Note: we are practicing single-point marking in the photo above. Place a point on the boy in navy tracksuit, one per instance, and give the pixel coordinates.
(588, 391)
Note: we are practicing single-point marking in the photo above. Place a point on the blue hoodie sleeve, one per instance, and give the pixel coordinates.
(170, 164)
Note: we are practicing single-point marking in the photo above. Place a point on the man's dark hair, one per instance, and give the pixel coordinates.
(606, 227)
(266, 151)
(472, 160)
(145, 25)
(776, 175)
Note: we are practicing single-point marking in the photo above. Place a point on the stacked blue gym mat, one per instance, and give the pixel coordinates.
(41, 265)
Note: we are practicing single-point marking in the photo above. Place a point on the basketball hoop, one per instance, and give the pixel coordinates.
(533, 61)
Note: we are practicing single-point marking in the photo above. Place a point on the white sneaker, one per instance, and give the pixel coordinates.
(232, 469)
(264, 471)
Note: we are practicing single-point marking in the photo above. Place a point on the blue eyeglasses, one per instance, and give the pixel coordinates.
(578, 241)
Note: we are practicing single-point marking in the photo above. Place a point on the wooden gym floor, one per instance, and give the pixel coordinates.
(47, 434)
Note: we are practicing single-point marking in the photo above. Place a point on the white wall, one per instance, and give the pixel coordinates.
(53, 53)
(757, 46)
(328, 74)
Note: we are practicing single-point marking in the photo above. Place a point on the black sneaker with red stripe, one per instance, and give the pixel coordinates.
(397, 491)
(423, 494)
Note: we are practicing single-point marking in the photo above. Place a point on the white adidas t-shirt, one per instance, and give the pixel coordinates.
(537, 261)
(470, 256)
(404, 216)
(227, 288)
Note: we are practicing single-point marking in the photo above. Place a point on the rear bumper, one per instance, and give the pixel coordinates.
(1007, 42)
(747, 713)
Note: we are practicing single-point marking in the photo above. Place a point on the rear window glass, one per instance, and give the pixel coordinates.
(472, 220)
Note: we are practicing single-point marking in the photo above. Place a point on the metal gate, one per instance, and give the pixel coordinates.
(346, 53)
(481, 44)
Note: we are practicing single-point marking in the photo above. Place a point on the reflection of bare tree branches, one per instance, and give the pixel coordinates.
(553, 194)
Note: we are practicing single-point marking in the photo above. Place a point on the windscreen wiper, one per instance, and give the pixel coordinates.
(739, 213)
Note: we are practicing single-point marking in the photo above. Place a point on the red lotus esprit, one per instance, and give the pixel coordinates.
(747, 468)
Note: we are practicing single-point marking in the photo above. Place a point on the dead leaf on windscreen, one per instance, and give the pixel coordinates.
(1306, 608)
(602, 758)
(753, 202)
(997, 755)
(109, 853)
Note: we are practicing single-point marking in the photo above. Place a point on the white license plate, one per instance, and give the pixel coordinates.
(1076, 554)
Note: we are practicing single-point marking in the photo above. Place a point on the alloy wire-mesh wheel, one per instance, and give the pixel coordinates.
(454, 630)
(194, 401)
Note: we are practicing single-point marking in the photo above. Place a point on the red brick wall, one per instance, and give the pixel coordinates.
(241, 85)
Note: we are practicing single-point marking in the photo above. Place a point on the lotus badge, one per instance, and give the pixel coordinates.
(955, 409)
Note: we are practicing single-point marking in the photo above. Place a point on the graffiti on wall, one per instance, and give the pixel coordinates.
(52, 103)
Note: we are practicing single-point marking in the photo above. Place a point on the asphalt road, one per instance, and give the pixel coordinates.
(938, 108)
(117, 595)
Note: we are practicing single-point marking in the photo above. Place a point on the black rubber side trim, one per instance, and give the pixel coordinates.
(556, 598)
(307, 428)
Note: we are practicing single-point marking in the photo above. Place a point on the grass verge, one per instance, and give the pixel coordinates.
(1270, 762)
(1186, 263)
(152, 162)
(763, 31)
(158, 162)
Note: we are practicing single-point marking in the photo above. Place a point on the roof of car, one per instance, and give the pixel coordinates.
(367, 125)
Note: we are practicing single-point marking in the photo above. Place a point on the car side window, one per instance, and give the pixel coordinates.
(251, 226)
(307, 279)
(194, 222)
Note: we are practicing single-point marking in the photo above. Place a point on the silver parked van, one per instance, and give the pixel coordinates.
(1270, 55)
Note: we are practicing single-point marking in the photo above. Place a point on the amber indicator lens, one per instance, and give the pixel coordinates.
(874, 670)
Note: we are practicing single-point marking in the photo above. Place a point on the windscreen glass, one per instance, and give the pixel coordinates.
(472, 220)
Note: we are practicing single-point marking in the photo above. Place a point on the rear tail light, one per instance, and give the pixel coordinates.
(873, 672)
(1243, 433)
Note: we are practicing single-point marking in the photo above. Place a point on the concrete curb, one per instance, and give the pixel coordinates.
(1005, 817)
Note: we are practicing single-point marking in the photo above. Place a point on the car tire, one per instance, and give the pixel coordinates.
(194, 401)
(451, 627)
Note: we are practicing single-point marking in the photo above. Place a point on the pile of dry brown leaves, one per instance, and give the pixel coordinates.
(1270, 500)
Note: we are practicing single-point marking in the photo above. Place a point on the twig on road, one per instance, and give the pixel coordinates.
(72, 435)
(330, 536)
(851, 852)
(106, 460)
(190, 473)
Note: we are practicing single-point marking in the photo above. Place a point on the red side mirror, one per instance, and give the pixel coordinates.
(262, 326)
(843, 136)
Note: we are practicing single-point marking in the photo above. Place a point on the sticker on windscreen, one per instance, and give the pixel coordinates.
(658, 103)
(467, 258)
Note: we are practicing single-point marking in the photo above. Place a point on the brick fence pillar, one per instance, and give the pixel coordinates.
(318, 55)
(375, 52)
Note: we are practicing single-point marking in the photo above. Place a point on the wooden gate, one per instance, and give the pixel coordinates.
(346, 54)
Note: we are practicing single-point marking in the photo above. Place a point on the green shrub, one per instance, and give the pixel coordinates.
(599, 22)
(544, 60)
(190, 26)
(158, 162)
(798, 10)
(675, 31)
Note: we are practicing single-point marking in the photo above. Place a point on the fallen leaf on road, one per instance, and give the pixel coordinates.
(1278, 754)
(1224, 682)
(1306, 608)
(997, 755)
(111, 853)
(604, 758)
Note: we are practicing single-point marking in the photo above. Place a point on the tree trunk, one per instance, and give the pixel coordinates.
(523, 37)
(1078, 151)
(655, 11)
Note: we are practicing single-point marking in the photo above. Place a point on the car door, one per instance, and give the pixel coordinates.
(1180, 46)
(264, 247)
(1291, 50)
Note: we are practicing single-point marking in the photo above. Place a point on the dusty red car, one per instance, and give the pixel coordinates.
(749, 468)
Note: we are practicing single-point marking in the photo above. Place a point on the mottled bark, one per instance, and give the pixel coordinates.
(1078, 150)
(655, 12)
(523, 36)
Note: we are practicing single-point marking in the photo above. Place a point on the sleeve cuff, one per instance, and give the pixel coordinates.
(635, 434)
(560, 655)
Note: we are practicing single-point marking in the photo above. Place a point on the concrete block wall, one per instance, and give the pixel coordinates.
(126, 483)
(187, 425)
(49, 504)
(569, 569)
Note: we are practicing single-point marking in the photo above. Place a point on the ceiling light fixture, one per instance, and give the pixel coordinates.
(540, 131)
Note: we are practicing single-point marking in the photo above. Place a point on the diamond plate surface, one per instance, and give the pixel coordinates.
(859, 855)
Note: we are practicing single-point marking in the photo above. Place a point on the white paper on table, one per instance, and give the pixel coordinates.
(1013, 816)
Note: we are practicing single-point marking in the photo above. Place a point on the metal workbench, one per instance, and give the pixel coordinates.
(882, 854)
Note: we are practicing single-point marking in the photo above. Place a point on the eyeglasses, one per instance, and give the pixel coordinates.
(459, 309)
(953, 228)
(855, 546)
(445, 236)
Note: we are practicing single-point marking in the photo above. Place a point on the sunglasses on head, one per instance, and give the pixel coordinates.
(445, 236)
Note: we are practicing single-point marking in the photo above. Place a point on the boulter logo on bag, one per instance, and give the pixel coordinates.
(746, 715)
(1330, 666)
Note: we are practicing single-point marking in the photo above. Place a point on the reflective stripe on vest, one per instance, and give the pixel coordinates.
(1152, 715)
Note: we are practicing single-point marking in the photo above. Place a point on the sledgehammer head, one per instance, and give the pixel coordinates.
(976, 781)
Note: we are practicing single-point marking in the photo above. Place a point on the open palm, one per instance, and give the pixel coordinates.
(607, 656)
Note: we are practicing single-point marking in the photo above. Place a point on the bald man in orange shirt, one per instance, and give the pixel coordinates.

_WHAT IS BEING ASKED_.
Your reply should consist only of the lines running from the line with "on the reflective" to the end of the listing, retyped exactly.

_RESULT OF THIS EXERCISE_.
Note: we are practicing single-point marking in the photo above. Place a point on the reflective stripe on vest, one per instance, and give the pixel coordinates.
(1152, 715)
Note: we are practicing single-point marking in the photo above. Place a point on the sledgehammer head, one per instance, and give the pixel coordinates.
(976, 781)
Note: we are practicing single-point marking in the photo above. Place a point on the open palm, one per instance, and give the pixel coordinates.
(607, 656)
Note: we are practicing single-point marking in the photo above. Place a point on the bald man in orange shirt, one per instance, and give the pixel coordinates.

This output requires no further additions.